→ Texto fornecido:
══════════
«Temos de perceber que valores tiramos do futebol de rua. No meu tempo o futebol era numa rua a subir, mas o grande valor era a competitividade, tinha de ganhar. Éramos muitos na rua e tínhamos de ganhar para o próximo jogo, porque senão ficávamos parados muito tempo.»

João Tralhão, treinador dos juniores do Benfica (finalista vencido na Youth League) deixou o alerta no interessante colóquio «Falar de Futebol», realizado por iniciativa de Pedro Barbosa.

Ora Pedro Barbosa começou bem cedo a jogar futebol no Atlético de Rio Tinto, sendo por isso meu eterno rival, já que eu viria mais tarde a jogar no Sport. Mas essa não foi a altura mais feliz da minha breve carreira desportiva.

A minha carreira arrancou bem antes, na rua. Naquele lugar onde tudo fazia sentido e onde éramos senhores de nós mesmos. Livres, agarrados à sensação de eternidade e à certeza de que, se corrêssemos e fintássemos mais que todos os outros, alguém iria reparar em nós.

Aquilo não fazia grande sentido, já que os 'cabritos', as ‘cuecas’ e os ‘bujardos’ tinham como palco as traseiras de um prédio ou um campo de cabras. Ah, o campo de cabras. Era um terreno de sonho, na fronteira entre o relvado e o pelado. Tínhamos de rezar para que os animais não andassem por lá nem tivessem deixado presentes. Mas valia a pena.

Fomos para o campo de cabras quando os senhores do infantário decidiram vedar as traseiras do prédio onde fizemos alguns dos melhores jogos da nossa vida. Relativamente perto, aliás, de onde o Pedro Barbosa cresceu.

O campo das traseiras não era uma rua nem sequer um campo. Mas estava ali à mão, paciente, à nossa espera, naquela mistura explosiva entre cimento e gravilha.

Um miúdo tem de ser apaixonado pelo jogo para se sujeitar às quedas e às pedrinhas que ficavam por baixo da pele levantada das mãos.

Era o futebol de rua no seu estado mais puro. Provavelmente, impossível de manter no contexto atual das cidades. O campo das cabras resistiu à construção massiva mas foi sendo conquistado pelas ervas. Desapareceram os miúdos e, parece-me, também as cabras.

Temos de aceitar essa realidade mas devíamos lutar pelo parente mais próximo do futebol livre: o ringue.
══════════
→ Segmento de dados:

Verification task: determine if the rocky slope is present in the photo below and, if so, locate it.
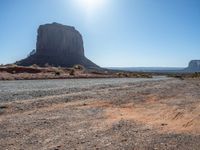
[17,23,99,68]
══════════
→ Tarefas:
1. No texto sobre o futebol de rua, reescreva o trecho que começa em "Ora Pedro Barbosa" e termina em "breve carreira desportiva.", substituindo "Atlético de Rio Tinto" por "Rio Tinto".
2. Enumere todas as palavras que o texto sobre o futebol de rua coloca entre aspas simples.
Os dados não têm qualquer papel aqui.

→ Soluções das tarefas:
1.
Ora Pedro Barbosa começou bem cedo a jogar futebol no Rio Tinto, sendo por isso meu eterno rival, já que eu viria mais tarde a jogar no Sport. Mas essa não foi a altura mais feliz da minha breve carreira desportiva.

2. cabritos, cuecas, bujardos